Your task >>
Start to finish, return the listing below exactly, pictures excluded.

Provided material >>
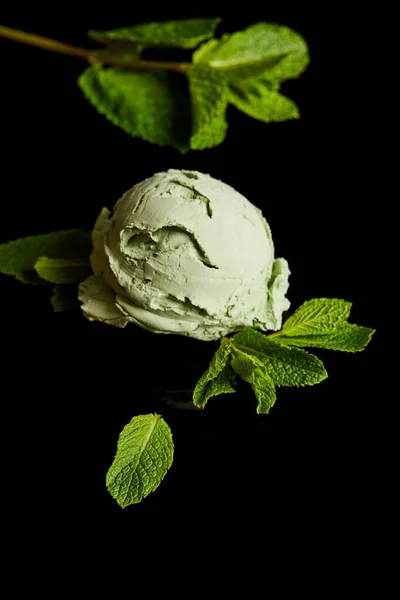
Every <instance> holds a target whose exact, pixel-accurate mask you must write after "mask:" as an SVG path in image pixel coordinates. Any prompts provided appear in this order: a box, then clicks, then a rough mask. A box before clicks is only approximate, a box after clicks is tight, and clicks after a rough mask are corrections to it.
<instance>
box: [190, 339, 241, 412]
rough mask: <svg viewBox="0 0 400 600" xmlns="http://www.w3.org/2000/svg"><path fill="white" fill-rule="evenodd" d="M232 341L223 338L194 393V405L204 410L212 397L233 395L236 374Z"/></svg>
mask: <svg viewBox="0 0 400 600" xmlns="http://www.w3.org/2000/svg"><path fill="white" fill-rule="evenodd" d="M231 346H232V340H231V339H226V338H222V340H221V344H220V346H219V348H218V350H217V351H216V353H215V354H214V356H213V358H212V360H211V362H210V365H209V367H208V369H207V370H206V371H205V372H204V373H203V375H202V376H201V377H200V379H199V381H198V382H197V384H196V387H195V388H194V391H193V404H194V405H195V406H197V407H198V408H204V407H205V405H206V404H207V402H208V400H209V399H210V398H211V397H212V396H217V395H218V394H227V393H232V392H234V391H235V389H234V388H233V386H232V382H233V379H234V373H233V371H232V368H231V366H230V364H229V363H230V356H231Z"/></svg>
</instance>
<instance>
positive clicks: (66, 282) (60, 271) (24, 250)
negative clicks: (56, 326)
mask: <svg viewBox="0 0 400 600" xmlns="http://www.w3.org/2000/svg"><path fill="white" fill-rule="evenodd" d="M91 251H92V242H91V234H90V233H89V232H87V231H82V230H81V229H66V230H64V231H55V232H51V233H45V234H42V235H35V236H28V237H25V238H20V239H18V240H12V241H10V242H5V243H4V244H0V273H3V274H4V275H13V276H14V277H15V278H16V279H18V281H21V282H22V283H31V284H35V285H38V284H42V285H47V286H49V287H51V288H52V290H53V291H52V296H51V303H52V306H53V309H54V311H55V312H61V311H65V310H70V309H72V308H75V307H77V306H79V304H78V285H77V284H78V283H79V282H80V281H83V280H84V279H86V277H87V276H88V275H90V273H91V268H90V263H89V256H90V253H91Z"/></svg>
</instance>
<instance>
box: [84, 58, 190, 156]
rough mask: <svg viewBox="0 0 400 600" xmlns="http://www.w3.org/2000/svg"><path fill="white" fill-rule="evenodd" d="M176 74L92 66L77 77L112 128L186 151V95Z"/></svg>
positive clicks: (187, 106) (188, 96)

Task result >>
Every <instance> holds a target whose exact, pixel-accurate mask you must write after "mask:" as an SVG path in image pixel coordinates. Any prompts provided appear in this order: a box, then clicks, then a rough mask. A box before clicks is only approximate, a box after clicks is tight, and clicks after a rough mask are corrections to it.
<instance>
box: [190, 339, 241, 412]
rough mask: <svg viewBox="0 0 400 600" xmlns="http://www.w3.org/2000/svg"><path fill="white" fill-rule="evenodd" d="M232 341L223 338L194 393V405L204 410L212 397L233 395L236 374Z"/></svg>
mask: <svg viewBox="0 0 400 600" xmlns="http://www.w3.org/2000/svg"><path fill="white" fill-rule="evenodd" d="M231 346H232V340H231V339H226V338H222V340H221V344H220V346H219V348H218V350H217V351H216V353H215V354H214V356H213V358H212V360H211V362H210V365H209V367H208V369H207V370H206V371H205V372H204V373H203V375H202V376H201V377H200V379H199V381H198V382H197V384H196V387H195V388H194V391H193V404H194V405H195V406H197V407H198V408H204V407H205V405H206V404H207V402H208V400H209V399H210V398H211V397H212V396H217V395H218V394H227V393H232V392H234V391H235V389H234V388H233V386H232V382H233V379H234V373H233V371H232V368H231V366H230V364H229V363H230V356H231Z"/></svg>
</instance>
<instance>
positive clicks: (66, 282) (60, 271) (24, 250)
negative clicks: (56, 326)
mask: <svg viewBox="0 0 400 600" xmlns="http://www.w3.org/2000/svg"><path fill="white" fill-rule="evenodd" d="M91 251H92V242H91V234H90V233H89V232H87V231H82V230H81V229H66V230H64V231H55V232H51V233H45V234H42V235H35V236H28V237H25V238H20V239H18V240H12V241H10V242H5V243H4V244H0V273H3V274H4V275H13V276H14V277H15V278H16V279H18V281H21V282H22V283H31V284H35V285H38V284H42V285H47V286H49V287H51V288H52V290H53V291H52V296H51V303H52V306H53V309H54V311H55V312H61V311H65V310H70V309H72V308H75V307H77V306H79V304H78V285H77V284H78V283H79V282H80V281H83V280H84V279H86V277H87V276H88V275H90V273H91V268H90V263H89V256H90V253H91Z"/></svg>
</instance>
<instance>
box: [84, 58, 190, 156]
rough mask: <svg viewBox="0 0 400 600" xmlns="http://www.w3.org/2000/svg"><path fill="white" fill-rule="evenodd" d="M176 74L92 66L77 77L112 128L186 151V95Z"/></svg>
positive clicks: (187, 106) (188, 96)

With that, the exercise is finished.